BEGIN RECORDS FOR THE TASK
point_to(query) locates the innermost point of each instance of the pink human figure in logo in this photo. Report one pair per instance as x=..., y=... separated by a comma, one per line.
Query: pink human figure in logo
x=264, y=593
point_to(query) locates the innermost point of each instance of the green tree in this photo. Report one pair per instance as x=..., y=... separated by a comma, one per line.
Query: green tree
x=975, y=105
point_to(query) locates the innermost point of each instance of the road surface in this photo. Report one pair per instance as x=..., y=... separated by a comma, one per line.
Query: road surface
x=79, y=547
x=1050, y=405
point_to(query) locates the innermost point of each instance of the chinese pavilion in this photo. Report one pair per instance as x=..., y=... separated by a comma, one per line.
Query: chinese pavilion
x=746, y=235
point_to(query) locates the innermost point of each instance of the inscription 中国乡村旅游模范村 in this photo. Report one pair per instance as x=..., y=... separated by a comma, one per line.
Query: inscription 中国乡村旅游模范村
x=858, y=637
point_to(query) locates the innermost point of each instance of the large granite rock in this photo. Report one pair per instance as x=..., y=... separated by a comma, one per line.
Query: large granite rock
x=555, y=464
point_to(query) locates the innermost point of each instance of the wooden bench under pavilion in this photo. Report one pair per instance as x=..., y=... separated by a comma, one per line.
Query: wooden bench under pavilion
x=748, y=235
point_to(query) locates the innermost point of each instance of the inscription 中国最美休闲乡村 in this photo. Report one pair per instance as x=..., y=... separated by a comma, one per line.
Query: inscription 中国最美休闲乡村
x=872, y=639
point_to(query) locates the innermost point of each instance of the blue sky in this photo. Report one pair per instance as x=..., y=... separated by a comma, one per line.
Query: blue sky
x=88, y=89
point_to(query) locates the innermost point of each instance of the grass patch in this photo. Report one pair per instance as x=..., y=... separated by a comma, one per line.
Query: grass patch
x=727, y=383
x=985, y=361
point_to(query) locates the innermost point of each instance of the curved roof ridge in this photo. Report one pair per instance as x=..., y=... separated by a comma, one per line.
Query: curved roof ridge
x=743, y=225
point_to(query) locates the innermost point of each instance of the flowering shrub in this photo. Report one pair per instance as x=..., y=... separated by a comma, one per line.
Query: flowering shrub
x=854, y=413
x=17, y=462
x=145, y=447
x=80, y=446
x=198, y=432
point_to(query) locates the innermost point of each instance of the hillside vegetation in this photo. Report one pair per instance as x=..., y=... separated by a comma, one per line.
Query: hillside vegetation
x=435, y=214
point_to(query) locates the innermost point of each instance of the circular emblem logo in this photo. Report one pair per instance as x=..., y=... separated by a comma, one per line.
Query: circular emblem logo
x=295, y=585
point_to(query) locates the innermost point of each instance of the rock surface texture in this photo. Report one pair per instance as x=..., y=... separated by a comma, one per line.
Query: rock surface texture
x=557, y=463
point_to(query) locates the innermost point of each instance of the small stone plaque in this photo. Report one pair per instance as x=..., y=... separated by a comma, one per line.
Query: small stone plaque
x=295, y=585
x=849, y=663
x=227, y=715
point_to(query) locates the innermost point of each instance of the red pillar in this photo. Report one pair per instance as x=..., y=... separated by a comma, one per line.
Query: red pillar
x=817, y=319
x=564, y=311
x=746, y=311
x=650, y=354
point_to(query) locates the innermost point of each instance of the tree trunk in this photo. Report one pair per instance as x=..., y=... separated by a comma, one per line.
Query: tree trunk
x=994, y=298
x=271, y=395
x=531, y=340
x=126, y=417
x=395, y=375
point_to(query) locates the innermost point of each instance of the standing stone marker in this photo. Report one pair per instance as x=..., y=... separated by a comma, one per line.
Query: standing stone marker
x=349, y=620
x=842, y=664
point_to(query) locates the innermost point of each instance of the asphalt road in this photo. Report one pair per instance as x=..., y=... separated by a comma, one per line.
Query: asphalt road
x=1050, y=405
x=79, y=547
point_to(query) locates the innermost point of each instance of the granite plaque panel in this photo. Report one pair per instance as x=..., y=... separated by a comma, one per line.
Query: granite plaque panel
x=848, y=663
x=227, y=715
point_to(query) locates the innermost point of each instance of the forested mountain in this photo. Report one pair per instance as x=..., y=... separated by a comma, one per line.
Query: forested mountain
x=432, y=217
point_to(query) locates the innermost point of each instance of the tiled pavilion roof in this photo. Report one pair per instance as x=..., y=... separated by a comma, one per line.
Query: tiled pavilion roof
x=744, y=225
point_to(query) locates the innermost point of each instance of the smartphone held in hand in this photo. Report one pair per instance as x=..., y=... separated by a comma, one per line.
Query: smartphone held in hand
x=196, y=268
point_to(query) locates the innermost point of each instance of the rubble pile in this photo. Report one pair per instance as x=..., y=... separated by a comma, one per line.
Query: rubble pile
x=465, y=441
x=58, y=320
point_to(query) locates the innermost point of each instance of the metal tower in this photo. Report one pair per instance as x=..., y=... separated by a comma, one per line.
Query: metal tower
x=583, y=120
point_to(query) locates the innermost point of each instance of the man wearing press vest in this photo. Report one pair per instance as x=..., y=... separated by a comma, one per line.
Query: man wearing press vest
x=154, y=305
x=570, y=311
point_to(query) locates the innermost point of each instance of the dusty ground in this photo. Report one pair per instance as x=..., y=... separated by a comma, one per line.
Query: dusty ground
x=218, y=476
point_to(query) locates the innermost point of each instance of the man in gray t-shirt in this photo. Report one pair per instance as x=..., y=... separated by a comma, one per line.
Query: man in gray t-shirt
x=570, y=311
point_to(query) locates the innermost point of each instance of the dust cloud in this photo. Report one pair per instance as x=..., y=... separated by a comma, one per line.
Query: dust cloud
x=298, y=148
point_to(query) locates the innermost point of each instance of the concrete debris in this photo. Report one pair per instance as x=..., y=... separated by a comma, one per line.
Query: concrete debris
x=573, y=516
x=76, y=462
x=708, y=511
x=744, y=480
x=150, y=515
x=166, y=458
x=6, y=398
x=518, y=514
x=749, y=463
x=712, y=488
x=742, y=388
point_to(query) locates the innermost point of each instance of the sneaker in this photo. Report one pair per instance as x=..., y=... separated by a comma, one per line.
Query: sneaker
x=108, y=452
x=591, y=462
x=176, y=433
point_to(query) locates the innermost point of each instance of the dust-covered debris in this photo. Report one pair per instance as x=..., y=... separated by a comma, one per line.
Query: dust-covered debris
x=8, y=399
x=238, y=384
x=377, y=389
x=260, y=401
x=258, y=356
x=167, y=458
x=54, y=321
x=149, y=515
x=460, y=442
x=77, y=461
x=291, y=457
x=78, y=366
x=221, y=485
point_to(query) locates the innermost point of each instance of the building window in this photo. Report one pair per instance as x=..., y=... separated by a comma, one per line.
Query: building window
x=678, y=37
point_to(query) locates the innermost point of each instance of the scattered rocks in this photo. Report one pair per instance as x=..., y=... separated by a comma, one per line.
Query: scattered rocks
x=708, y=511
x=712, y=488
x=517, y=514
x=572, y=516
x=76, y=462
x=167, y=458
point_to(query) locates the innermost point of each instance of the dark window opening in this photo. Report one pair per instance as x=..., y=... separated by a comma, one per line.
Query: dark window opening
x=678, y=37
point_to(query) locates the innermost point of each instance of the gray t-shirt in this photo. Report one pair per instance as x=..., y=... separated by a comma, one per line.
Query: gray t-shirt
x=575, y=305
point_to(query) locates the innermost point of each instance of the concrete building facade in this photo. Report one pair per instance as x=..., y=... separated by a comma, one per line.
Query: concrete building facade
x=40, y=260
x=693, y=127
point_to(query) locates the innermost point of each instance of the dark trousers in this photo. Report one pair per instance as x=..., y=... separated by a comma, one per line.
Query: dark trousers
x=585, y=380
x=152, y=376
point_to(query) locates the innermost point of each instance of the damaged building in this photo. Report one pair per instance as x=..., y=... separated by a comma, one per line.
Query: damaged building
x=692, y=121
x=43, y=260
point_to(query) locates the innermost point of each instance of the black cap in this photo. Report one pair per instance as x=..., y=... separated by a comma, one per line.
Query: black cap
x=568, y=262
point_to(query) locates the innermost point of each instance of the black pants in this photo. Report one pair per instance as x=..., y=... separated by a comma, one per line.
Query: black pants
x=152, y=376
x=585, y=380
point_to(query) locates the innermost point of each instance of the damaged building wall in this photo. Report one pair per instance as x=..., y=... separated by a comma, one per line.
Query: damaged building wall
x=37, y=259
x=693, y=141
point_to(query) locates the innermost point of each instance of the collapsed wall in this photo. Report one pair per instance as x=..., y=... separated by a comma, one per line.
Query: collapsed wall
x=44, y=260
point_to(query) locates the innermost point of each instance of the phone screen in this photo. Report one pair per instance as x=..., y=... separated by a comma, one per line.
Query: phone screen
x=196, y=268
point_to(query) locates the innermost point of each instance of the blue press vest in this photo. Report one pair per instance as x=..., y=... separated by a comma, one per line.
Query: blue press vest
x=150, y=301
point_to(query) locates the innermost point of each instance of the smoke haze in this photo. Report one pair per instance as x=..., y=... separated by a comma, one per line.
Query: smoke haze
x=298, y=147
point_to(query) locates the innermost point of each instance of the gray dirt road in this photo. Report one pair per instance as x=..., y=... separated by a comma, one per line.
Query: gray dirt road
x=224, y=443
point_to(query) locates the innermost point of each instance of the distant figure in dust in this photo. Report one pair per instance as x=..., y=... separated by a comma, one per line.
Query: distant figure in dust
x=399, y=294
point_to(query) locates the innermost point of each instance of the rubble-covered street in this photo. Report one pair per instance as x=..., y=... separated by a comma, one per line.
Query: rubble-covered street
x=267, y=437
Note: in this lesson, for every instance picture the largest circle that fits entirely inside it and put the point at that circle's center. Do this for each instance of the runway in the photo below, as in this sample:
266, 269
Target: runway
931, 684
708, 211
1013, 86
END RECORDS FOR THE TASK
Beginning at the line with "Query: gray dirt road" and ending at the last line of the entries, print every line exactly.

EXERCISE OUTPUT
Query: gray dirt road
x=224, y=443
point_to(query) locates the innermost point of each instance of the distant figure in dust in this photo. Report one pair per instance as x=..., y=... separated by a comma, one per line.
Query: distant figure in dust
x=399, y=294
point_to(query) locates the innermost point of each instance of the rubble-covered street in this photo. Report one pair per instance as x=..., y=... separated by a comma, one per line.
Query: rubble-covered street
x=267, y=437
Note: in this lesson, for every instance picture the largest circle that fits entirely inside it and put the point at that circle's center. Do this for each instance of the runway in the photo below, as in this sample:
266, 269
Target: runway
931, 684
708, 211
1013, 86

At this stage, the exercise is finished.